• Tasks to complete:
a - In the World Cup passage, rewrite the text from "1990 (Bologna)" to "brought it off.", substituting "Gazza" for "Gascoigne".
b - List every city named in the World Cup passage.
c - According to the World Cup passage, in which minute did England score against Belgium?

• Supplied passage:
— BEGIN —

For years, Brazil had been the standard by which football judged itself: the ne plus ultra of brilliance – and yet England went toe-to-toe with them. Surely the rest of the competition would be easy. And next time, Brazil wouldn’t be so lucky.

1990 (Bologna)

England 1 Belgium 0

It was going to be the most dismal World Cup of all time. Pete Davies, given unprecedented (and never-to-be repeated) access to the England team, called his resulting book All Played Out: for surely the campaign would reflect the hopelessness of Thatcher’s Britain. But it didn’t. It reflected the mad optimism of Paul Gascoigne instead.

Some athletes have the extraordinary ability to bring their most cherished fantasies into actuality. That’s what Ian Botham did when England won the Ashes in 1981. And it was – almost – what Gascoigne did at the 1990 World Cup. He played as if he believed England were Brazil and he was Pelé – and very nearly brought it off.

The group stage was dismal, with two draws and a 1-0 win over Egypt. But as the knockout stage began, Gascoigne took charge. The match against Belgium went into extra time goalless but England had looked good: John Barnes and Gary Lineker had narrow misses, Barnes had one disallowed for offside. The goal came in the 119th minute: a gorgeous floating free-kick into the box from Gascoigne which David Platt, a substitute, volleyed in on the half-turn. I watched this one from a bar in fair Verona: my employers had sent me there to watch Spain vs Yugoslavia. Of which I remember nothing.

1998 (Saint-Étienne)

Argentina 2 England 2

Michael Owen was 18. And fast. His movement was lightning: his thoughts were much faster. He fed voraciously on momentary hesitation: so slight, so swift and so certain.

England fell behind to a penalty won by the great actor Diego Simeone, the Richard Burbage of football, but had one back within minutes: Owen was felled, Alan Shearer converted the spot-kick. Seven minutes later we had one of the prettiest England goals you’ll ever see: David Beckham to Owen, and a finish back across the goalkeeper with power and elevation. What could possibly go wrong?

— END —

• Supplied data:
— BEGIN —

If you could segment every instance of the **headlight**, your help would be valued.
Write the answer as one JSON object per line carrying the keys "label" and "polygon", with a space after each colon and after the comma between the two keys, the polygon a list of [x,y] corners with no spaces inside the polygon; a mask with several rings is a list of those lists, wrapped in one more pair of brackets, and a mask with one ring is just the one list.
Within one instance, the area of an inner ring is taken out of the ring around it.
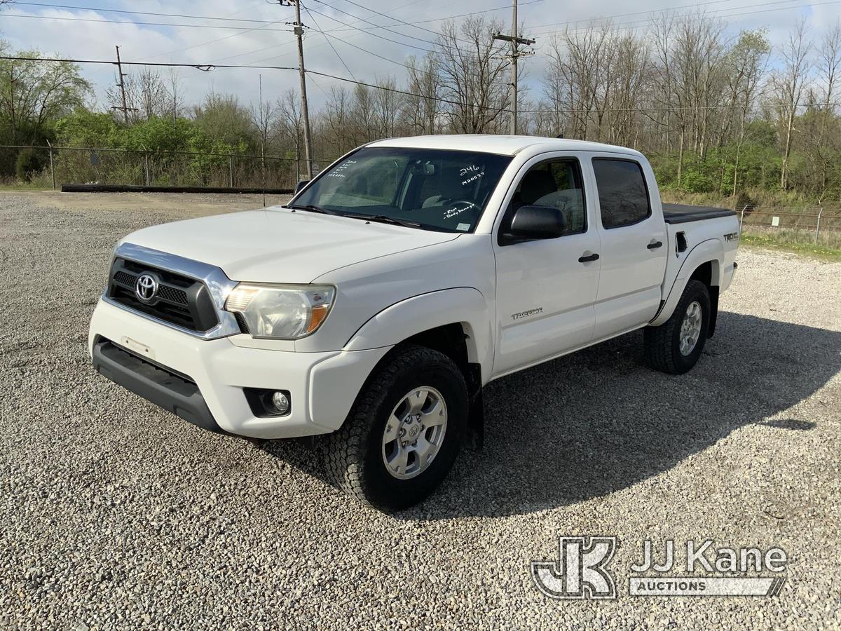
{"label": "headlight", "polygon": [[294,340],[321,326],[335,297],[336,288],[330,286],[241,283],[225,301],[225,308],[242,314],[254,337]]}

— END —

• Answers below:
a -
1990 (Bologna)

England 1 Belgium 0

It was going to be the most dismal World Cup of all time. Pete Davies, given unprecedented (and never-to-be repeated) access to the England team, called his resulting book All Played Out: for surely the campaign would reflect the hopelessness of Thatcher’s Britain. But it didn’t. It reflected the mad optimism of Paul Gazza instead.

Some athletes have the extraordinary ability to bring their most cherished fantasies into actuality. That’s what Ian Botham did when England won the Ashes in 1981. And it was – almost – what Gazza did at the 1990 World Cup. He played as if he believed England were Brazil and he was Pelé – and very nearly brought it off.

b - Bologna, Verona, Saint-Étienne

c - The 119th minute.